== Given records
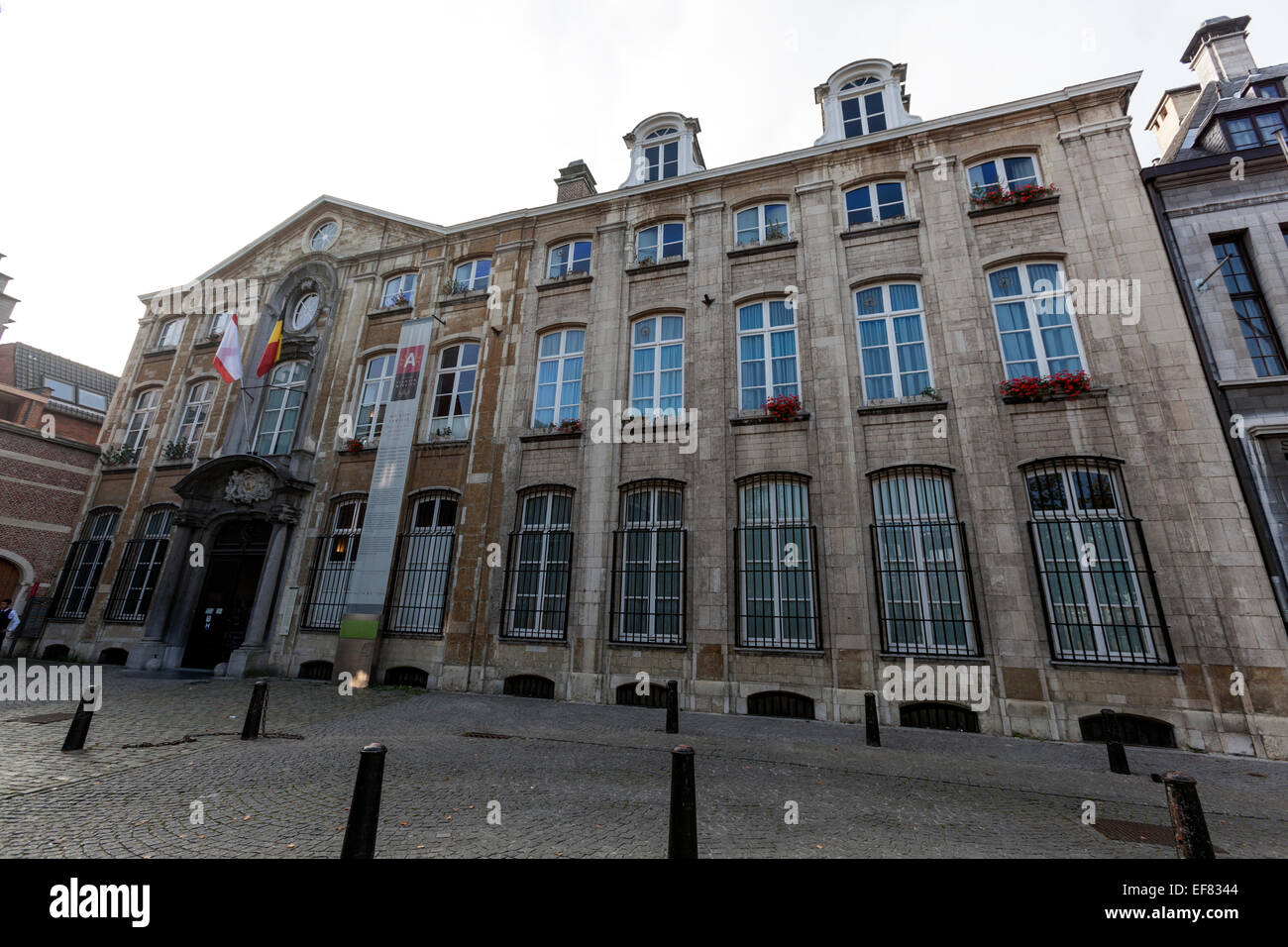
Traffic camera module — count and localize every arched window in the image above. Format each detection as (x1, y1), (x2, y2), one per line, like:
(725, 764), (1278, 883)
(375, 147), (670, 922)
(872, 467), (979, 655)
(1022, 459), (1175, 665)
(735, 474), (819, 650)
(54, 509), (121, 621)
(532, 329), (587, 428)
(429, 342), (480, 441)
(501, 488), (574, 639)
(386, 492), (458, 635)
(175, 381), (215, 450)
(106, 506), (175, 624)
(738, 299), (802, 411)
(988, 263), (1086, 378)
(612, 481), (686, 644)
(631, 316), (684, 417)
(845, 180), (909, 227)
(854, 283), (934, 402)
(353, 353), (396, 441)
(255, 362), (309, 458)
(380, 273), (416, 309)
(125, 388), (161, 451)
(304, 497), (368, 629)
(452, 261), (492, 292)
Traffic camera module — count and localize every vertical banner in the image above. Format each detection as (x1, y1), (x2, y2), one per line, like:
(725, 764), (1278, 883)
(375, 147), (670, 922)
(335, 318), (434, 686)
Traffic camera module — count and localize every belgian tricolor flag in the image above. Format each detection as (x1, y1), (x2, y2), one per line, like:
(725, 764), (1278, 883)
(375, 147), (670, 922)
(255, 320), (282, 377)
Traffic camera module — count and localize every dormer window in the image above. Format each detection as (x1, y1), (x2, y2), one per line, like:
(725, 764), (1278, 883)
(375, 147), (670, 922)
(550, 240), (590, 279)
(1221, 108), (1288, 151)
(622, 112), (705, 187)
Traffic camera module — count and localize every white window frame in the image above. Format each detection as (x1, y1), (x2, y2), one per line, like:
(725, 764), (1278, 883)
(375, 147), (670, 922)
(429, 342), (483, 441)
(841, 180), (912, 227)
(984, 259), (1090, 378)
(966, 151), (1044, 194)
(734, 299), (804, 411)
(353, 352), (398, 441)
(546, 240), (595, 279)
(733, 201), (793, 246)
(627, 312), (684, 417)
(854, 281), (935, 404)
(532, 327), (587, 428)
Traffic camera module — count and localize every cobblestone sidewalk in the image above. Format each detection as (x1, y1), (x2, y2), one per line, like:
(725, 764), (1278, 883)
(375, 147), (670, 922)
(0, 669), (1288, 858)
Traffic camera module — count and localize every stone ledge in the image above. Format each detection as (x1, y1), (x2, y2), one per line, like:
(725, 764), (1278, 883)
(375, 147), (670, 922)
(966, 194), (1060, 218)
(725, 240), (799, 261)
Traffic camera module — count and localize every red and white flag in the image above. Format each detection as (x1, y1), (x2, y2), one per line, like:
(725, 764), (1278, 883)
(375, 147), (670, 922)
(215, 313), (241, 381)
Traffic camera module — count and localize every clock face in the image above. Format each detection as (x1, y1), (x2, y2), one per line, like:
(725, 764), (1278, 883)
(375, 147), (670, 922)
(309, 220), (340, 250)
(291, 292), (318, 333)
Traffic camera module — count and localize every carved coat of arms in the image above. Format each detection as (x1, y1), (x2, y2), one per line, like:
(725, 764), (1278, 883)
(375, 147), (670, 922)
(224, 469), (273, 506)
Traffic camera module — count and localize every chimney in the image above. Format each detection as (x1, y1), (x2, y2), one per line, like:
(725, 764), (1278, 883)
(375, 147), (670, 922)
====
■ **What needs to be done**: Copy out the material from the line that has "Traffic camera module — count and localize every dormer" through the line that has "(622, 112), (705, 187)", including the request, and scale every coordinate in the answers by 2.4, rounding to whole numbers with halves rounded up. Leave the numbers in the request and its sample lines as they are.

■ **Worked solution**:
Traffic camera module — count and localize every dormer window in the image above. Format each detection as (x1, y1), (x2, y2), one per line, like:
(725, 764), (1278, 883)
(375, 147), (670, 922)
(1320, 576), (1416, 670)
(2930, 259), (3091, 362)
(1493, 269), (1692, 449)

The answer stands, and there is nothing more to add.